_TASK OBJECTIVE:_ Put the lines of the material into a JSON list of strings, one string per line, with blank lines omitted. Leave out the picture.

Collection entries
((

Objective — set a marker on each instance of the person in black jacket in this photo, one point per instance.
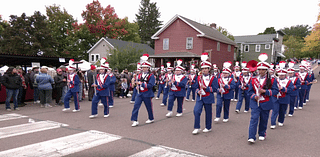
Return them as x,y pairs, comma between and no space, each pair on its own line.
12,81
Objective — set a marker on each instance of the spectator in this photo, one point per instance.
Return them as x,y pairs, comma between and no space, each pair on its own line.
45,82
12,81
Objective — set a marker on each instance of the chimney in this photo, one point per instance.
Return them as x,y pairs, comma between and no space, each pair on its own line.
213,25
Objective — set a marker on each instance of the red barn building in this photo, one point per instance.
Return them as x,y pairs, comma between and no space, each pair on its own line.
182,38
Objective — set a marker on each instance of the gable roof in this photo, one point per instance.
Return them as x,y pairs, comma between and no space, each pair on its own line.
204,31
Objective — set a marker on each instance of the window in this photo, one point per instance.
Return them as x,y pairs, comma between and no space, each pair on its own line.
246,48
267,46
166,44
258,47
189,44
229,48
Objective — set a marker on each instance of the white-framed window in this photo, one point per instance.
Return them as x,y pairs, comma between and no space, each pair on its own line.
189,43
95,57
166,44
246,48
229,48
258,48
267,46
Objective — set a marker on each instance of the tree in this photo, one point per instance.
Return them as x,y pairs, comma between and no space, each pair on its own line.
147,19
269,30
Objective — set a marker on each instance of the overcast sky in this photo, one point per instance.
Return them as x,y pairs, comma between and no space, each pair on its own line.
239,17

))

_TASK RESULT:_
[
  "Objective — set a marker on each instance of the person in black jacket in this photo, one point per instance.",
  "Return them as x,y pairs, comma between and no space, each pair on its own line.",
  "12,81",
  "Objective — set a marker on each instance of the spectator in this photo, one point per instance.",
  "Return them as x,y pairs, comma between and no space, each pair on its own line.",
  "45,82",
  "12,81",
  "Objective — set a marker on each instance of the chimney in this photo, one point per instance.",
  "Return them as x,y pairs, comma between and no space, each pair on its own line.",
  "213,25",
  "Objective — set a marker on each instance of the red barn building in this photo, one point per instance.",
  "Return them as x,y pairs, comma between and no space, each pair on its own line.",
  "182,38",
  "Objective — set a marker on each instance of the gable roof in this photo, one point per instance.",
  "Return them as x,y pairs, comma between and no space, each pair on its own line.",
  "204,31",
  "Objective — set a marker on each instance of the window in this photo, one point per instance.",
  "Return them as x,y pairs, comma between and no space, each pair on its own line.",
  "246,48",
  "267,46",
  "166,44",
  "258,47",
  "189,44",
  "229,48",
  "Objective — set a marker on each instance of the white-framed window in this photo, one point per instance.",
  "Return them as x,y pairs, comma between and no space, each pair on its own line.",
  "189,43",
  "95,57",
  "166,44",
  "246,48",
  "229,48",
  "258,48",
  "267,46",
  "Objective — set a marker on each instance of the tree in this photo, one point per instance.",
  "Return them as x,y pairs, comma between and no space, each pair on its own line.",
  "147,19",
  "269,30",
  "Objective — set a marker on each instance of the overcast sky in this photo, one point per instance.",
  "Return them as x,y pairs, comma between and no space, each pair on its own line.",
  "239,17"
]